[Start Provided entries]

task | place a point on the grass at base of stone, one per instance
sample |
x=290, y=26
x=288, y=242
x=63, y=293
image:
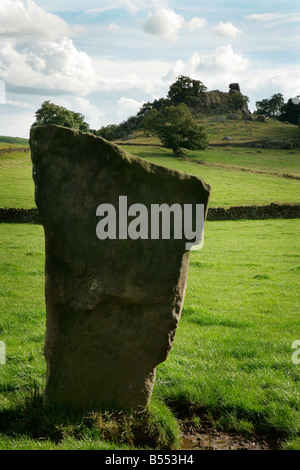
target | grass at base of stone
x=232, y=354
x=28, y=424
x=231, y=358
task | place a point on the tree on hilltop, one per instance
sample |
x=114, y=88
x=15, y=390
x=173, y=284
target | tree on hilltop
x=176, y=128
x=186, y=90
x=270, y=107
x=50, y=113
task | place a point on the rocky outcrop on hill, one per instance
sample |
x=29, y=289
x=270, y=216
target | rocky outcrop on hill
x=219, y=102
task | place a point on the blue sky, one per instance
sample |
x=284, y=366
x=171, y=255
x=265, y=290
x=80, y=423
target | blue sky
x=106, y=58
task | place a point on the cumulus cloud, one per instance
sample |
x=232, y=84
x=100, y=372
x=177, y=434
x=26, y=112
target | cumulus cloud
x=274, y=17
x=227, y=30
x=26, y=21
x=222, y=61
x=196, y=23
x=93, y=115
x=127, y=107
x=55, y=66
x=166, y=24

[End Provided entries]
[Start Provided entries]

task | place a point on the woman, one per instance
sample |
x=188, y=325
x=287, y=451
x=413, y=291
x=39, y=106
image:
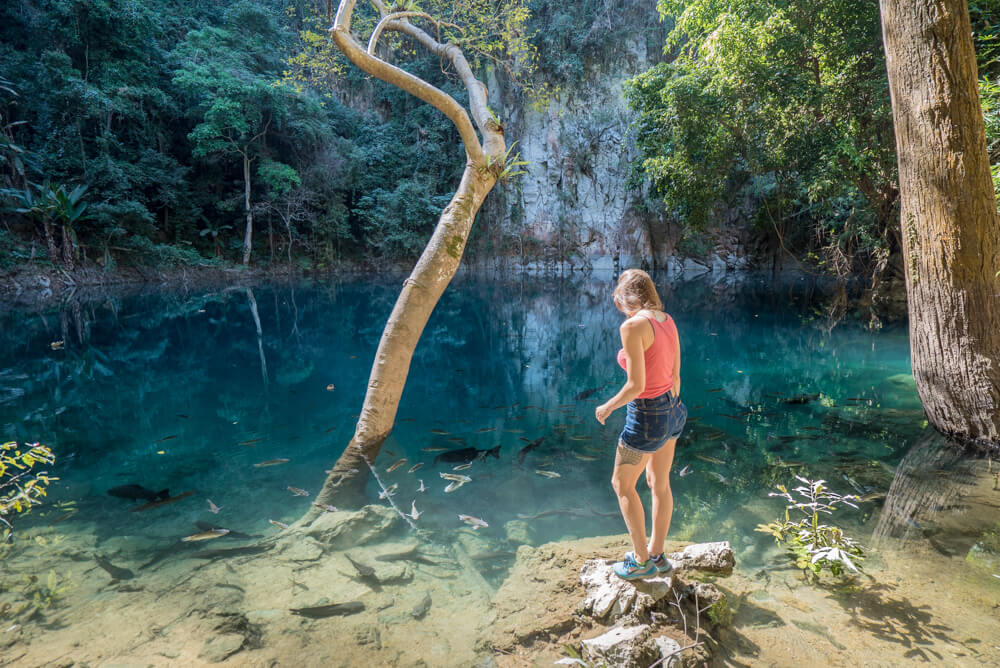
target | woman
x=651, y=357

[End Provided entries]

Task to complete:
Filter the records and copy every line that contains the word "base", matching case exactly.

The output:
task | place a point on the grass at base of stone, one per instance
target | grass at base of stone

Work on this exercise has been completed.